Entries excerpted from a collection:
::::

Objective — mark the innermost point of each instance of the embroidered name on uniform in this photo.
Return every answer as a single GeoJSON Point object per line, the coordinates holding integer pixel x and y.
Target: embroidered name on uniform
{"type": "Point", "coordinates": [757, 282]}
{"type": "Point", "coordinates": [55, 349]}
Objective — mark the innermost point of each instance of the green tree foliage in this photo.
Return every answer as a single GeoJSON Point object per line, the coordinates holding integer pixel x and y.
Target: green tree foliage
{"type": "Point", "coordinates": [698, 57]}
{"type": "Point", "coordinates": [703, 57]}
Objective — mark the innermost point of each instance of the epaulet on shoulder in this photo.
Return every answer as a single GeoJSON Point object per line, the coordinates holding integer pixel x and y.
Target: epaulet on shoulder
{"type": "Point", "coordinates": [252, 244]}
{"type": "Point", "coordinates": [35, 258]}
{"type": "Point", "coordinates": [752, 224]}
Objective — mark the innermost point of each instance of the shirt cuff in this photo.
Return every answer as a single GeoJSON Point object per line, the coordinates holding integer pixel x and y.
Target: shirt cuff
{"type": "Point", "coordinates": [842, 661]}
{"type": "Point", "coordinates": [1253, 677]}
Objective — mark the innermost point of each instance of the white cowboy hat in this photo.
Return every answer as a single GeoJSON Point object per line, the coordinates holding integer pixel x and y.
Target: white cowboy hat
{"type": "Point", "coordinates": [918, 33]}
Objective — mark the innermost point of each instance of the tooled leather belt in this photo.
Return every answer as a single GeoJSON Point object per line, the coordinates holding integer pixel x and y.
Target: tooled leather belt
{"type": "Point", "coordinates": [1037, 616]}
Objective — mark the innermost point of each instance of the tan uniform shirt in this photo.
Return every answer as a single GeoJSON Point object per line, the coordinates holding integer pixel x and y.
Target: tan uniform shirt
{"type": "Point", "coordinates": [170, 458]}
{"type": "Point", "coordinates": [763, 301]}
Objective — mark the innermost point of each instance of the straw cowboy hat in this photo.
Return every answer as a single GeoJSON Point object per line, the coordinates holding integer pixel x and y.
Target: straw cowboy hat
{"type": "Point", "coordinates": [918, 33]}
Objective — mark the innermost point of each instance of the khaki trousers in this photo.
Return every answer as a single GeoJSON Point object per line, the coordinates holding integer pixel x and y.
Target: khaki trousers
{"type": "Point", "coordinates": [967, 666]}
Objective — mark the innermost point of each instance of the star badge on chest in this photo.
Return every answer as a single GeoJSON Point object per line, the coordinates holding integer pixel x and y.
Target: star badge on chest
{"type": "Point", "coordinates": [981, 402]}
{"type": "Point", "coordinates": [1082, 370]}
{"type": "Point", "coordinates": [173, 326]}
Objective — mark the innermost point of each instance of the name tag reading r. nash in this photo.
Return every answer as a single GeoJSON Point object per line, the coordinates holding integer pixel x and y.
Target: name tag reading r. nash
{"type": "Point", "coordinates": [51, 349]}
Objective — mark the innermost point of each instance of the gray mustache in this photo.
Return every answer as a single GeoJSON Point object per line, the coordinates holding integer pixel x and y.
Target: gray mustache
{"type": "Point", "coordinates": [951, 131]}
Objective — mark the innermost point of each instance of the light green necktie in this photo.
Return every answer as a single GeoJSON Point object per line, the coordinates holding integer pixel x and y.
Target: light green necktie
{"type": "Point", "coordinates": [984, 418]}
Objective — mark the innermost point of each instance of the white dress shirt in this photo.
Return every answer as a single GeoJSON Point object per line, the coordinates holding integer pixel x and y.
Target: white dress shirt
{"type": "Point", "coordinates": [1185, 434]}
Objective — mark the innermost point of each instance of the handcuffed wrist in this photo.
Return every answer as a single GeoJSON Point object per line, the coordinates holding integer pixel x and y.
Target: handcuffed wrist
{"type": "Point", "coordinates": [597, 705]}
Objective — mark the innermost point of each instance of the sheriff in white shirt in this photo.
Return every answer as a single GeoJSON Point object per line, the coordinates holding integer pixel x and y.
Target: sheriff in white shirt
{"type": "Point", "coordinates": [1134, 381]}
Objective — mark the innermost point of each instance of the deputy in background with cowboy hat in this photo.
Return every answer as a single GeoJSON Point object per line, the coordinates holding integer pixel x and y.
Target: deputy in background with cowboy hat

::::

Replace "innermost point" with "central point" wherever it occurs and give all the entries again, changing nothing else.

■ SOLUTION TO THIS EXERCISE:
Objective — mark the central point of each instance of the embroidered name on uniform in this photo.
Return every answer as a single GeoJSON Point object per line, the coordinates holding integer pixel x and y.
Target: embroidered name on uniform
{"type": "Point", "coordinates": [757, 282]}
{"type": "Point", "coordinates": [55, 349]}
Objective — mark the central point of each instance of the green tree foliage in this photo.
Return every answer as a single GeoJSON Point object per line, the coordinates holding integer pixel x and y.
Target: green tree foliage
{"type": "Point", "coordinates": [698, 57]}
{"type": "Point", "coordinates": [703, 57]}
Objective — mark the central point of each instance of the epaulet on shoulder in this photo.
Return every answer as a single GeoJSON Point object per line, the coordinates holding integer pixel x and y.
Target: epaulet on shoulder
{"type": "Point", "coordinates": [252, 244]}
{"type": "Point", "coordinates": [35, 258]}
{"type": "Point", "coordinates": [752, 224]}
Objective — mark the central point of each instance of the shirt cuff in this photo.
Return every answer as a single GeoJSON Point object per line, the coordinates holding integer pixel x and y.
Target: shirt cuff
{"type": "Point", "coordinates": [842, 661]}
{"type": "Point", "coordinates": [1253, 677]}
Objective — mark the central point of each instance of the white cowboy hat in this photo.
Return every answer as a single GeoJSON Point object per line, the coordinates holding integer pixel x and y.
Target: white cowboy hat
{"type": "Point", "coordinates": [918, 33]}
Objective — mark the central point of each instance of the tooled leather belt in this photo.
Return every answer as a single GeoJSON Point object per line, the coordinates holding integer pixel x and y.
Target: tooled leather belt
{"type": "Point", "coordinates": [1037, 616]}
Objective — mark the central point of each instance of the tan uniform shirt in this photo.
Return every answer as a single GeoJSON Point object per line, the coordinates holding integer pixel x and y.
Target: tan uniform shirt
{"type": "Point", "coordinates": [170, 458]}
{"type": "Point", "coordinates": [763, 301]}
Objective — mark the central point of each instance of the straw cowboy hat in this photo.
Return every answer as a single GeoJSON Point object per line, the coordinates holding integer pixel x and y.
Target: straw cowboy hat
{"type": "Point", "coordinates": [918, 33]}
Objective — mark the central point of each instance of the khaki trousers in this photo.
Return every answer as a single GeoJSON Point object per line, the coordinates holding integer pixel x and y.
Target: khaki trousers
{"type": "Point", "coordinates": [967, 666]}
Objective — mark the central point of each instance of the star badge on chest in this photo.
Return every answer as a single GeoJSON Point object per line, the coordinates holding integer pixel x and y.
Target: star badge on chest
{"type": "Point", "coordinates": [981, 402]}
{"type": "Point", "coordinates": [1082, 370]}
{"type": "Point", "coordinates": [173, 326]}
Objective — mark the central point of each instance of the name tag reading r. nash in this photo.
Return every answer as a single GeoJSON Point object per line, the coordinates holding integer pixel x and y.
Target: name tag reading r. nash
{"type": "Point", "coordinates": [51, 349]}
Objective — mark the central point of each instance of the gray mustache in this photo.
Return every answer as a single GeoJSON Point object per line, the coordinates holding integer pixel x and y.
Target: gray mustache
{"type": "Point", "coordinates": [951, 131]}
Objective — mark the central point of each instance of the light green necktie in this photo.
Return every answer as a single GeoJSON Point object per line, the coordinates holding integer pixel x and y.
Target: light green necktie
{"type": "Point", "coordinates": [984, 418]}
Objective — mark the central point of each instance of the white dress shirt in this photo.
Return every answer as a single GeoJSON Point object per line, the coordinates holding integer pixel x and y.
Target: white dress shirt
{"type": "Point", "coordinates": [1185, 434]}
Objective — mark the central point of each instance of the handcuffed wrist in this photo.
Return every answer as a single GeoJSON Point object per line, the coordinates holding integer pixel x and y.
Target: handcuffed wrist
{"type": "Point", "coordinates": [597, 705]}
Objective — mark the central point of each instance of the sheriff in white shirt in this photo.
Return every answer as a single GeoJSON Point object per line, the coordinates holding integer pixel x and y.
Target: sheriff in white shirt
{"type": "Point", "coordinates": [1134, 381]}
Objective — mark the central point of each instance of the deputy in background with cowboy hat in this photo.
Return every answer as a single GeoJSON Point object per line, the coordinates holding integer pixel x and y.
Target: deputy in background with cowboy hat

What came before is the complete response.